> **GIVEN INFORMATION**
_ _ _ _

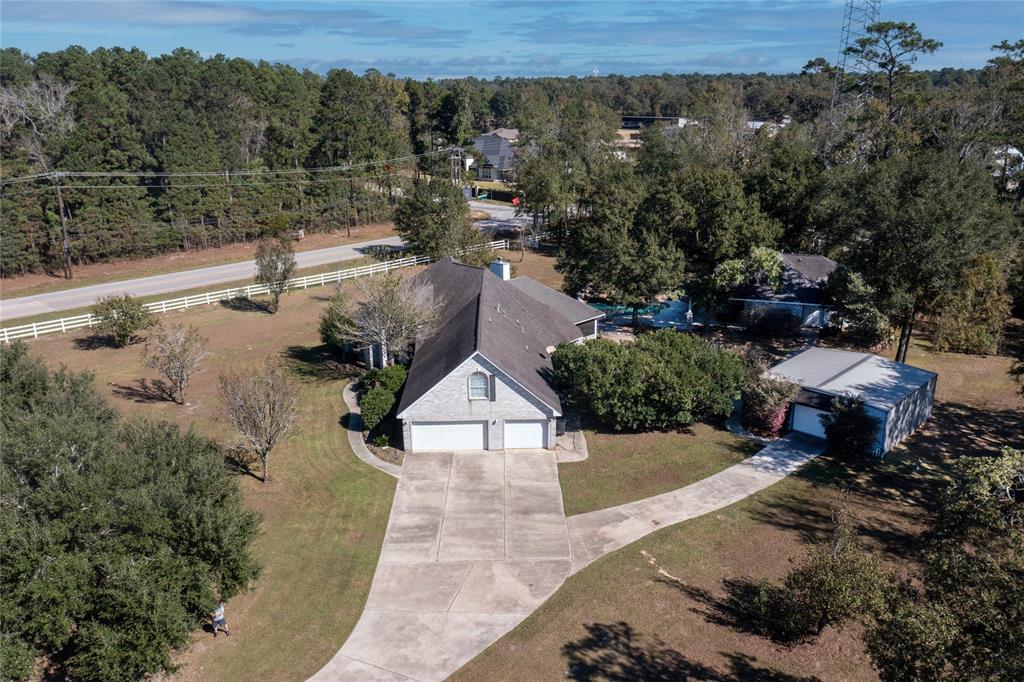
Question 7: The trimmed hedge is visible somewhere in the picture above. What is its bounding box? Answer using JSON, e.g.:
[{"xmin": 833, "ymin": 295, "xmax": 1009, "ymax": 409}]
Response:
[{"xmin": 553, "ymin": 330, "xmax": 744, "ymax": 431}]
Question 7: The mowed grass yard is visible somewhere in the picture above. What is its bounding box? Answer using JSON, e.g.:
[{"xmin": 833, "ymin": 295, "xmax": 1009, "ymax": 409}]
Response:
[
  {"xmin": 16, "ymin": 246, "xmax": 552, "ymax": 682},
  {"xmin": 22, "ymin": 270, "xmax": 399, "ymax": 681},
  {"xmin": 455, "ymin": 340, "xmax": 1024, "ymax": 682},
  {"xmin": 558, "ymin": 424, "xmax": 761, "ymax": 516}
]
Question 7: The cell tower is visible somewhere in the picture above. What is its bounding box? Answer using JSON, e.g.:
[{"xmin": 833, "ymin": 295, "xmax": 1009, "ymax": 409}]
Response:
[{"xmin": 828, "ymin": 0, "xmax": 882, "ymax": 129}]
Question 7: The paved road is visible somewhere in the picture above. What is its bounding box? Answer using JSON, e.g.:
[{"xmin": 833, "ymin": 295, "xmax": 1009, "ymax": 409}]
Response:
[
  {"xmin": 0, "ymin": 237, "xmax": 401, "ymax": 319},
  {"xmin": 0, "ymin": 202, "xmax": 528, "ymax": 319},
  {"xmin": 469, "ymin": 202, "xmax": 531, "ymax": 232},
  {"xmin": 312, "ymin": 451, "xmax": 569, "ymax": 682}
]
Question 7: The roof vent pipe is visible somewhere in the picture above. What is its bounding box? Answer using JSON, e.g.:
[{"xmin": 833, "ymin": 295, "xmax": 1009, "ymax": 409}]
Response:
[{"xmin": 490, "ymin": 258, "xmax": 512, "ymax": 282}]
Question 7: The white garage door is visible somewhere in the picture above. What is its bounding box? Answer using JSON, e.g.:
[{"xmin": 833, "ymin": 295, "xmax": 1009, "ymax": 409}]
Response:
[
  {"xmin": 793, "ymin": 404, "xmax": 825, "ymax": 438},
  {"xmin": 505, "ymin": 421, "xmax": 548, "ymax": 450},
  {"xmin": 411, "ymin": 422, "xmax": 486, "ymax": 452}
]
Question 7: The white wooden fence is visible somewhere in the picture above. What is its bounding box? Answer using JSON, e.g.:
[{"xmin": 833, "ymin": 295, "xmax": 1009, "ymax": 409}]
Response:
[{"xmin": 0, "ymin": 240, "xmax": 509, "ymax": 343}]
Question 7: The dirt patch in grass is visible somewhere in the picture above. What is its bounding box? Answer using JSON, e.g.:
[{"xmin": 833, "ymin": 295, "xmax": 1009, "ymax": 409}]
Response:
[
  {"xmin": 0, "ymin": 223, "xmax": 394, "ymax": 298},
  {"xmin": 454, "ymin": 329, "xmax": 1024, "ymax": 681},
  {"xmin": 504, "ymin": 249, "xmax": 562, "ymax": 291},
  {"xmin": 558, "ymin": 424, "xmax": 761, "ymax": 516},
  {"xmin": 23, "ymin": 268, "xmax": 399, "ymax": 680}
]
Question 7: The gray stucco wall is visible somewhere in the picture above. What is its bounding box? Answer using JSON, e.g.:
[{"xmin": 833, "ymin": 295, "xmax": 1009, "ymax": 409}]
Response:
[{"xmin": 401, "ymin": 354, "xmax": 555, "ymax": 450}]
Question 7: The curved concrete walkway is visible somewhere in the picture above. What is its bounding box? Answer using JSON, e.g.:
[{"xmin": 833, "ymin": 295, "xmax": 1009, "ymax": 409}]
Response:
[
  {"xmin": 341, "ymin": 383, "xmax": 401, "ymax": 478},
  {"xmin": 311, "ymin": 437, "xmax": 821, "ymax": 682},
  {"xmin": 312, "ymin": 451, "xmax": 570, "ymax": 680},
  {"xmin": 568, "ymin": 435, "xmax": 822, "ymax": 573}
]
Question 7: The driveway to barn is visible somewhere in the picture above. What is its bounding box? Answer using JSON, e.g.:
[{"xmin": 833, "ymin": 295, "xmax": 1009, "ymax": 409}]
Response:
[
  {"xmin": 311, "ymin": 435, "xmax": 821, "ymax": 682},
  {"xmin": 312, "ymin": 451, "xmax": 570, "ymax": 681}
]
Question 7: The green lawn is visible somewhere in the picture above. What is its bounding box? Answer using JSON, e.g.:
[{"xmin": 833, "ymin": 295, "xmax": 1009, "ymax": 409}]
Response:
[
  {"xmin": 178, "ymin": 381, "xmax": 396, "ymax": 682},
  {"xmin": 23, "ymin": 278, "xmax": 399, "ymax": 682},
  {"xmin": 453, "ymin": 341, "xmax": 1024, "ymax": 682},
  {"xmin": 558, "ymin": 424, "xmax": 761, "ymax": 516}
]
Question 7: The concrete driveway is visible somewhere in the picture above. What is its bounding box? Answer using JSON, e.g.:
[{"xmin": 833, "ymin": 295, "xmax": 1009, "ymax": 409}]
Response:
[{"xmin": 312, "ymin": 452, "xmax": 570, "ymax": 681}]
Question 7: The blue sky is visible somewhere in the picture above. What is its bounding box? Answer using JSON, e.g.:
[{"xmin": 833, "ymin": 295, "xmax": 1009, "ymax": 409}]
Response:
[{"xmin": 0, "ymin": 0, "xmax": 1024, "ymax": 78}]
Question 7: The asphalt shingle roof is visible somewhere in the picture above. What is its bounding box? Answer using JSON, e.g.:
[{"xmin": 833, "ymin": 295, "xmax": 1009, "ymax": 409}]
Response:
[
  {"xmin": 736, "ymin": 253, "xmax": 837, "ymax": 303},
  {"xmin": 398, "ymin": 258, "xmax": 596, "ymax": 414},
  {"xmin": 509, "ymin": 278, "xmax": 604, "ymax": 325}
]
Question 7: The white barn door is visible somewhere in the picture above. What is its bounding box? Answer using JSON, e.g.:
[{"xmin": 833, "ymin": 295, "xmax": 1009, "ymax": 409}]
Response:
[{"xmin": 793, "ymin": 404, "xmax": 825, "ymax": 438}]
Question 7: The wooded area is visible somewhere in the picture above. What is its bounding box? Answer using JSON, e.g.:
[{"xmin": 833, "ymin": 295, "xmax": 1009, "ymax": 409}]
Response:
[{"xmin": 0, "ymin": 40, "xmax": 1015, "ymax": 276}]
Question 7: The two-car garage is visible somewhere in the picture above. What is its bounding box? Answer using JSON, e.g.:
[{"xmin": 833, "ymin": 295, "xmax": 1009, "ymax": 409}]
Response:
[
  {"xmin": 407, "ymin": 422, "xmax": 487, "ymax": 452},
  {"xmin": 407, "ymin": 420, "xmax": 548, "ymax": 452}
]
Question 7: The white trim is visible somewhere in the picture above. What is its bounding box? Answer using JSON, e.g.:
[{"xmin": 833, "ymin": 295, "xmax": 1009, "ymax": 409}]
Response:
[
  {"xmin": 475, "ymin": 350, "xmax": 562, "ymax": 417},
  {"xmin": 395, "ymin": 350, "xmax": 562, "ymax": 419},
  {"xmin": 468, "ymin": 370, "xmax": 490, "ymax": 400}
]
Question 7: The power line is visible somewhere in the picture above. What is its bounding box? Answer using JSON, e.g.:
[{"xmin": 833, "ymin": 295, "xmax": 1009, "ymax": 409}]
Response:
[
  {"xmin": 3, "ymin": 168, "xmax": 412, "ymax": 197},
  {"xmin": 0, "ymin": 147, "xmax": 451, "ymax": 186}
]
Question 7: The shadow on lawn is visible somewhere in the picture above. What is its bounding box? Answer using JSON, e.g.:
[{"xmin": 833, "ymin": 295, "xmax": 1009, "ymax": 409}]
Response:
[
  {"xmin": 113, "ymin": 379, "xmax": 177, "ymax": 402},
  {"xmin": 283, "ymin": 344, "xmax": 360, "ymax": 381},
  {"xmin": 562, "ymin": 622, "xmax": 818, "ymax": 682},
  {"xmin": 220, "ymin": 298, "xmax": 273, "ymax": 315},
  {"xmin": 72, "ymin": 334, "xmax": 131, "ymax": 350}
]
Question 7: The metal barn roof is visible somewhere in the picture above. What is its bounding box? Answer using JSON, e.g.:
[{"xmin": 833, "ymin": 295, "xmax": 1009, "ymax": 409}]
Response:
[{"xmin": 771, "ymin": 348, "xmax": 936, "ymax": 411}]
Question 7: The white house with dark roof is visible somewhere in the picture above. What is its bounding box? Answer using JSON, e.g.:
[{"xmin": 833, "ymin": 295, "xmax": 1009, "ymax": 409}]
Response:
[
  {"xmin": 771, "ymin": 348, "xmax": 938, "ymax": 455},
  {"xmin": 732, "ymin": 253, "xmax": 837, "ymax": 327},
  {"xmin": 473, "ymin": 128, "xmax": 519, "ymax": 182},
  {"xmin": 397, "ymin": 258, "xmax": 603, "ymax": 452}
]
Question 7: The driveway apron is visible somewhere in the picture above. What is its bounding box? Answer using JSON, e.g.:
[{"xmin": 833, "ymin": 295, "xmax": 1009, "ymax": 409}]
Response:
[{"xmin": 312, "ymin": 452, "xmax": 570, "ymax": 682}]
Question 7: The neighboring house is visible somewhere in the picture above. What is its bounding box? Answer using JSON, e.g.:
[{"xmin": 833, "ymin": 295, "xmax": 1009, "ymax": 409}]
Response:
[
  {"xmin": 732, "ymin": 253, "xmax": 836, "ymax": 327},
  {"xmin": 473, "ymin": 128, "xmax": 519, "ymax": 182},
  {"xmin": 771, "ymin": 348, "xmax": 938, "ymax": 455},
  {"xmin": 397, "ymin": 258, "xmax": 603, "ymax": 452}
]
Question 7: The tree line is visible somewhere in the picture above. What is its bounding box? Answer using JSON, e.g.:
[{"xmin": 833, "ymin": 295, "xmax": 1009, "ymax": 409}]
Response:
[
  {"xmin": 517, "ymin": 27, "xmax": 1024, "ymax": 360},
  {"xmin": 0, "ymin": 41, "xmax": 1007, "ymax": 276}
]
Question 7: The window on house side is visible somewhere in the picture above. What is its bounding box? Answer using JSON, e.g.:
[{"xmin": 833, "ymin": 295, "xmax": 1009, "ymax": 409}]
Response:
[{"xmin": 469, "ymin": 372, "xmax": 490, "ymax": 400}]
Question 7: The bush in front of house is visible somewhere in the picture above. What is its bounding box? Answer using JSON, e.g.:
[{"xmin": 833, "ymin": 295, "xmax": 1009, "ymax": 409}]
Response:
[
  {"xmin": 359, "ymin": 387, "xmax": 394, "ymax": 431},
  {"xmin": 553, "ymin": 330, "xmax": 743, "ymax": 431},
  {"xmin": 739, "ymin": 305, "xmax": 801, "ymax": 339},
  {"xmin": 742, "ymin": 350, "xmax": 800, "ymax": 438},
  {"xmin": 359, "ymin": 365, "xmax": 409, "ymax": 394},
  {"xmin": 821, "ymin": 397, "xmax": 879, "ymax": 461},
  {"xmin": 358, "ymin": 365, "xmax": 409, "ymax": 431}
]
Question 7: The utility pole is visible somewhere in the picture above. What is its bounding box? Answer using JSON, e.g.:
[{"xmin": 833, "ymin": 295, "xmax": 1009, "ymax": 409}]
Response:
[
  {"xmin": 53, "ymin": 173, "xmax": 75, "ymax": 280},
  {"xmin": 826, "ymin": 0, "xmax": 882, "ymax": 145}
]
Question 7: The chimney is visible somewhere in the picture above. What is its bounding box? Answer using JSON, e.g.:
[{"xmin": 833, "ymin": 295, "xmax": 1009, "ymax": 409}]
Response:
[{"xmin": 490, "ymin": 258, "xmax": 512, "ymax": 282}]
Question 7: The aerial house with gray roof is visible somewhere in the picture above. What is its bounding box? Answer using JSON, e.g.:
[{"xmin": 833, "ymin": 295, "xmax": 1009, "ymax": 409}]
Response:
[
  {"xmin": 732, "ymin": 253, "xmax": 836, "ymax": 327},
  {"xmin": 397, "ymin": 258, "xmax": 603, "ymax": 452}
]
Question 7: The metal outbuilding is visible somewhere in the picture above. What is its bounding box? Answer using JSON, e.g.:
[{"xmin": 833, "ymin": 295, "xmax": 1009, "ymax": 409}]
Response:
[{"xmin": 771, "ymin": 348, "xmax": 938, "ymax": 455}]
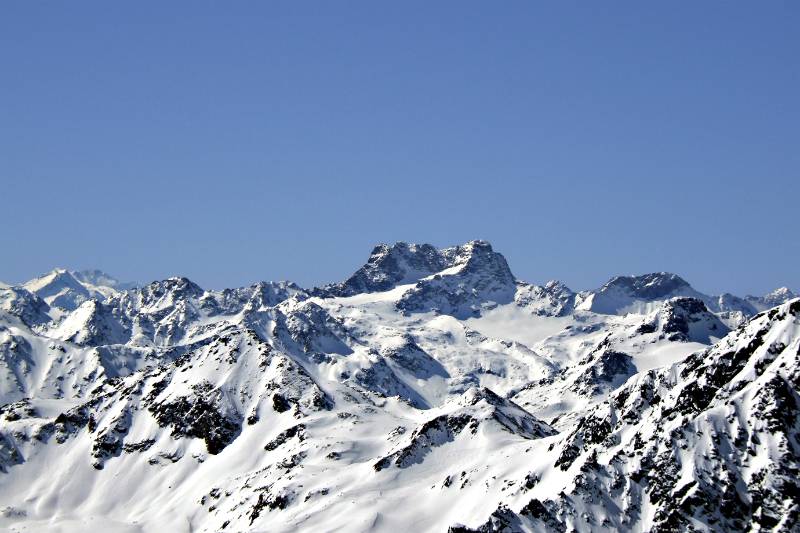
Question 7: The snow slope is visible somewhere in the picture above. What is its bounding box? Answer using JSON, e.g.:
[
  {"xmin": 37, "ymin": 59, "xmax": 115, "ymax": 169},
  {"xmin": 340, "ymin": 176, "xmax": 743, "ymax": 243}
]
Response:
[{"xmin": 0, "ymin": 241, "xmax": 800, "ymax": 532}]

_ _ _ _

> **WHAT YOU HAVE TO DO**
Extract every line of the rows above that contains the word "door", matching case exactly.

> **SOLUTION**
Question 7: The white garage door is visible somewhere in the picture above. What is its bounding box? Answer using JSON, e.g.:
Question 7: The white barn door is visible somewhere in the picture above. What is its bounding box? Answer using JSON, e.g.:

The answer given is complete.